Exercise input
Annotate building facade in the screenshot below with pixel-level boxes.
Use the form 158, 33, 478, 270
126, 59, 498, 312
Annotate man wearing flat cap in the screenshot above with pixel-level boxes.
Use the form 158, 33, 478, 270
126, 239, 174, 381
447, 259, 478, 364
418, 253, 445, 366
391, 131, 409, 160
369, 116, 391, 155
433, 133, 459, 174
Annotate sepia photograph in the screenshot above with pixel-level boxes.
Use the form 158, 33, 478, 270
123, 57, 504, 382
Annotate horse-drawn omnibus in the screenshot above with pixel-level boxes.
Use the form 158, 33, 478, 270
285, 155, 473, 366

Problem requirements
Rewrite every line of the listing, substituting "tight bounding boxes" for "pixel-level boxes" and leaving all other text unchanged.

Solution to this exercise
Annotate building facade in the screenshot below with tight bounding boxes.
Use the form 158, 33, 478, 270
126, 59, 498, 312
Annotate man wearing flat cap in the screenshot above with tight bounding boxes.
Use the form 158, 33, 478, 270
126, 239, 174, 381
447, 259, 478, 364
418, 253, 445, 366
391, 131, 409, 160
369, 116, 391, 155
433, 133, 459, 174
Annotate sepia photograph in the screenshot above with tight bounding boxes.
Use the form 158, 33, 478, 270
123, 57, 504, 382
Annotate horse-drawn omnibus in the screenshot above with tight bounding boxes.
Use the form 158, 33, 478, 270
285, 155, 473, 366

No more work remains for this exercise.